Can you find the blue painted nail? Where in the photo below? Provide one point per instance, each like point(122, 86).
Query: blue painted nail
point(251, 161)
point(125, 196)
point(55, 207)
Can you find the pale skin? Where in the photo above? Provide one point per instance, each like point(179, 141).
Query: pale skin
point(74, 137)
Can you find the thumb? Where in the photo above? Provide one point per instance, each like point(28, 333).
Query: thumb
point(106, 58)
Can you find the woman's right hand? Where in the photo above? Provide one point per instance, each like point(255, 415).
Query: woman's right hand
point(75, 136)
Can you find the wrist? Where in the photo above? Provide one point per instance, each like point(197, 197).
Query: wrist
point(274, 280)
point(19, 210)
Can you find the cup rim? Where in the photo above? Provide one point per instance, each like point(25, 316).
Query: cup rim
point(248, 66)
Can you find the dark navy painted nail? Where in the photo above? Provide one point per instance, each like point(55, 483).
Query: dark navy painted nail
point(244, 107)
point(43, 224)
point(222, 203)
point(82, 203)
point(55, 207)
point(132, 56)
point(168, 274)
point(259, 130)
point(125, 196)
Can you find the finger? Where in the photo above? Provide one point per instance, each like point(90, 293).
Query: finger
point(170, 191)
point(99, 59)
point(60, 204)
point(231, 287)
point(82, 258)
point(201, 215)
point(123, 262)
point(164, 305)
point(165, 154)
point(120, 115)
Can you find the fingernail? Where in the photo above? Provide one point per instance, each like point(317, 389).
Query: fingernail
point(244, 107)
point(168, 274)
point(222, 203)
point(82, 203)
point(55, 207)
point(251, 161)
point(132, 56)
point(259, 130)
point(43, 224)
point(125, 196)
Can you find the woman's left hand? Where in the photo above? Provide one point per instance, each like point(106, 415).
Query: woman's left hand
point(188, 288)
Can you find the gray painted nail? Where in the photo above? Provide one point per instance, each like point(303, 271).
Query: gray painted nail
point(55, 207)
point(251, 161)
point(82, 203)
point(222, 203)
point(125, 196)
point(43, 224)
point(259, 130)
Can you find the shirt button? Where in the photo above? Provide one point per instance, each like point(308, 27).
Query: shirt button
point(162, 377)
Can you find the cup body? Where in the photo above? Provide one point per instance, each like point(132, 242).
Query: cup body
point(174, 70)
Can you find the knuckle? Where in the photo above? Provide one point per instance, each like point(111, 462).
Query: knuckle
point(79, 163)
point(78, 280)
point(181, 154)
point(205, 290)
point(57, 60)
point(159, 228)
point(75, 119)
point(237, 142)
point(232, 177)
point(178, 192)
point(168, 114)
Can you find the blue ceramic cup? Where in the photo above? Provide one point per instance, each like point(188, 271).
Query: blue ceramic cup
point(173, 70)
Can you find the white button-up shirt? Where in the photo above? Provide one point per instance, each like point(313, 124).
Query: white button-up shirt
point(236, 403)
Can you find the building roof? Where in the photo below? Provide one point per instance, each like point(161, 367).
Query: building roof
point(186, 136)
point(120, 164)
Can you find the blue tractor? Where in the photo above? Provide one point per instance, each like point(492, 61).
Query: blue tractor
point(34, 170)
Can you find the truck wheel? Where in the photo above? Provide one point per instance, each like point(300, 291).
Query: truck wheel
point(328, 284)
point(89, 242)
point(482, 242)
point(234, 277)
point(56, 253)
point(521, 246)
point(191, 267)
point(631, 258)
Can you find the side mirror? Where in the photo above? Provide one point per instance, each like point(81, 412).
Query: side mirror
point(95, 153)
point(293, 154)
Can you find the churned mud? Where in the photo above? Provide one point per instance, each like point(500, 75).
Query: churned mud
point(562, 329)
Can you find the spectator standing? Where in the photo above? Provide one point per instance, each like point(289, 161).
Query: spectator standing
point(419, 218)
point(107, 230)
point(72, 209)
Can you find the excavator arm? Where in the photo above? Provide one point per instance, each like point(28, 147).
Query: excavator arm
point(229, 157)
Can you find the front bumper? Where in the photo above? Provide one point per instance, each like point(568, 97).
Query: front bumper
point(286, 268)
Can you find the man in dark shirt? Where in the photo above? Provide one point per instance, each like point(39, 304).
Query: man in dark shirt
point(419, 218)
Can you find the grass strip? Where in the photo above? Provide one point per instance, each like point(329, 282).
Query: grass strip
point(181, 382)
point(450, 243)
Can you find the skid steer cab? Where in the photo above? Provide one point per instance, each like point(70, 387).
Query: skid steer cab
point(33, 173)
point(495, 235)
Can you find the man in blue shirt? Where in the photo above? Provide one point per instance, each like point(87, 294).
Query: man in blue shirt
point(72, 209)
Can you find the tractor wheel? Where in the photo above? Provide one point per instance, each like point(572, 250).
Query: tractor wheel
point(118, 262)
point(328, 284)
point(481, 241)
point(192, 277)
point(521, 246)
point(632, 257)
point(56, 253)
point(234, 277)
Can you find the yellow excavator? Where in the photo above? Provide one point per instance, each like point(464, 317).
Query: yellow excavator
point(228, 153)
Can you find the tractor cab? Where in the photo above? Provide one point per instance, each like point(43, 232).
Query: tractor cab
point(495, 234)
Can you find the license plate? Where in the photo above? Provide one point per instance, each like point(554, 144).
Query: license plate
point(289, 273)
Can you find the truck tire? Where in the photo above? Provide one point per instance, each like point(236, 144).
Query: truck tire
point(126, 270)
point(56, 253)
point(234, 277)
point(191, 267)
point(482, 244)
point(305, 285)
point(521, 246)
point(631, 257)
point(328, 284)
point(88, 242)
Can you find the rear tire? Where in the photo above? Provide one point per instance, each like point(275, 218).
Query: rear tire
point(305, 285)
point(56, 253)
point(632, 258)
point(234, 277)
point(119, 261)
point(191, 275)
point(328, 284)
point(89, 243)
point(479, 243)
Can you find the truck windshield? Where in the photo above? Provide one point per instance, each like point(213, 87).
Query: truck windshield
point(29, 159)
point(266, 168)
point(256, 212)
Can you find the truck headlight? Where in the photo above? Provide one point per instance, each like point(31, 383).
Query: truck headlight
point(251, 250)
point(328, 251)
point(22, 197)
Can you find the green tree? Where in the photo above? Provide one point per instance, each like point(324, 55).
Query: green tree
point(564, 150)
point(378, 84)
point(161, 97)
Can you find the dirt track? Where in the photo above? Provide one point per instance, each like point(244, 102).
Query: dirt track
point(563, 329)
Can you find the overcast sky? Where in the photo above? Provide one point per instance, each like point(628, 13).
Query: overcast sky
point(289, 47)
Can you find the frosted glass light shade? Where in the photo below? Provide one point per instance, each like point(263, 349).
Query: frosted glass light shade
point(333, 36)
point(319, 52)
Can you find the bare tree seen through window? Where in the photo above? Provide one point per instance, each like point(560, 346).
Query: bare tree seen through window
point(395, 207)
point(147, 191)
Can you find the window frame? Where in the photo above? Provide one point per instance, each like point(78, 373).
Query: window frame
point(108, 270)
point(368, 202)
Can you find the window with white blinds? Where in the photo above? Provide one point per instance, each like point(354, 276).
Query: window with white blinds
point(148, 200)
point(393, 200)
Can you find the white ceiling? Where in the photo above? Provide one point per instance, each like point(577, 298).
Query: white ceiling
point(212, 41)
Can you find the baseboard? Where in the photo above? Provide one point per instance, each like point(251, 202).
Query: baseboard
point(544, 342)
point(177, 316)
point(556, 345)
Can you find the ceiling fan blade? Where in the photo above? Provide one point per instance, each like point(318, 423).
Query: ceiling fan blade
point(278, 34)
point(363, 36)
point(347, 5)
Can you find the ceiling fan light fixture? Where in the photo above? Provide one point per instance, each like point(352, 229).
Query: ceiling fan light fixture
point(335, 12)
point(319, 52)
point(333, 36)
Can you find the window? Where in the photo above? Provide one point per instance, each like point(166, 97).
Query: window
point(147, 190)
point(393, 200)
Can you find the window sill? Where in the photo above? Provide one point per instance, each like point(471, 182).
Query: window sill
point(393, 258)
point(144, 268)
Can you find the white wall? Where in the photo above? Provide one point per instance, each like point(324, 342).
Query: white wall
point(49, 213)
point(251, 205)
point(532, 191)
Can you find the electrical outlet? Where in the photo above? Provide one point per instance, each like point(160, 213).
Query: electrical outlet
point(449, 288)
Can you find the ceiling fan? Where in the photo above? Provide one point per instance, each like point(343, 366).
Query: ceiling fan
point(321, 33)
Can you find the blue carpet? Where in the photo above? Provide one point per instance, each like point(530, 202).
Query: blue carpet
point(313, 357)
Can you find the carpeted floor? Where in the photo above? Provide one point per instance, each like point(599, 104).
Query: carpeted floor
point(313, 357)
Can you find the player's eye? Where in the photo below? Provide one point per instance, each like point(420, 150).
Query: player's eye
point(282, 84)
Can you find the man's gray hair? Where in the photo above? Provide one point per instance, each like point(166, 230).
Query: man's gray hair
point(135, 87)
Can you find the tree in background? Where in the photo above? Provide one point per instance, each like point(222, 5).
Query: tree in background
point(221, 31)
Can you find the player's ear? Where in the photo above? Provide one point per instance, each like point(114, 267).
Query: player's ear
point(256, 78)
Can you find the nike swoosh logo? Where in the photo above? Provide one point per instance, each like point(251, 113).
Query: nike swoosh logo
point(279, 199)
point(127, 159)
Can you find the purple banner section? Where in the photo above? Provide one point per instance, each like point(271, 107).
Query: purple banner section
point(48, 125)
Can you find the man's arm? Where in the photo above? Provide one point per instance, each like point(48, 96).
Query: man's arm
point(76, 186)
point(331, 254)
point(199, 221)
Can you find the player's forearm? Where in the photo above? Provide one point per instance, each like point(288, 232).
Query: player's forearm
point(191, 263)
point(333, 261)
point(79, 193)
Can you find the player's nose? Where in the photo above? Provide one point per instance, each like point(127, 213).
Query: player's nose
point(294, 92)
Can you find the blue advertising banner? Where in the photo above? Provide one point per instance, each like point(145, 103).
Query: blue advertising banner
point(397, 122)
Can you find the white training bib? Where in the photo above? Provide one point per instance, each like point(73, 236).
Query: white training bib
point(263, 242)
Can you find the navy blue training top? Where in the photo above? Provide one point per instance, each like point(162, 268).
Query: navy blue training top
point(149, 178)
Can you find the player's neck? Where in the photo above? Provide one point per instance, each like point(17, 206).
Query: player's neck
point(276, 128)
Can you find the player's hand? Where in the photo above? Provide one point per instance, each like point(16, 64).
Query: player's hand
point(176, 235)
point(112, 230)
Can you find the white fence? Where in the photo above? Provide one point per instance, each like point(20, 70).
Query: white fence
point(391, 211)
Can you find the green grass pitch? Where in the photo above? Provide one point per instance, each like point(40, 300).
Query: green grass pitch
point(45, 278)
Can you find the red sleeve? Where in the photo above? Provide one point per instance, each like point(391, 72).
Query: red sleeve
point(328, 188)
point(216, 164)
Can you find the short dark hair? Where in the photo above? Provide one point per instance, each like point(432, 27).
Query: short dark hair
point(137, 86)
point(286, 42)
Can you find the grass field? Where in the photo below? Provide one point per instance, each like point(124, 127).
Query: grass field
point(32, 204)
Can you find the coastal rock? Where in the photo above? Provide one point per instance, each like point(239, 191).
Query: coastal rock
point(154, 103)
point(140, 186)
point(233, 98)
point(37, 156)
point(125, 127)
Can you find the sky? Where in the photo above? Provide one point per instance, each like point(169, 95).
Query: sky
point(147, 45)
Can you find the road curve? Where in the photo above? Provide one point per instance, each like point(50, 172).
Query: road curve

● Task instructions:
Reproduce the records verbatim, starting at the line that contains "Can you find the white fence?" and ending after the line that contains "point(32, 204)", with both of those lines included.

● Task solution:
Can you find the white fence? Where in the photo above? Provide one point per instance, each like point(20, 70).
Query: white fence
point(391, 211)
Can you find the green grass pitch? Where in the photo above? Provide one point per instance, each like point(40, 300).
Query: green grass pitch
point(45, 278)
Can you find the red sleeve? Where in the photo above? Provide one point per instance, each like point(391, 72).
Query: red sleeve
point(328, 188)
point(216, 164)
Can you find the short dark hair? Where in the photo above? Provide one point per instance, each like point(432, 27).
Query: short dark hair
point(137, 86)
point(286, 42)
Can you find the grass field? Where in the photo below? Provide one point per instance, each like point(124, 127).
Query: grass field
point(32, 204)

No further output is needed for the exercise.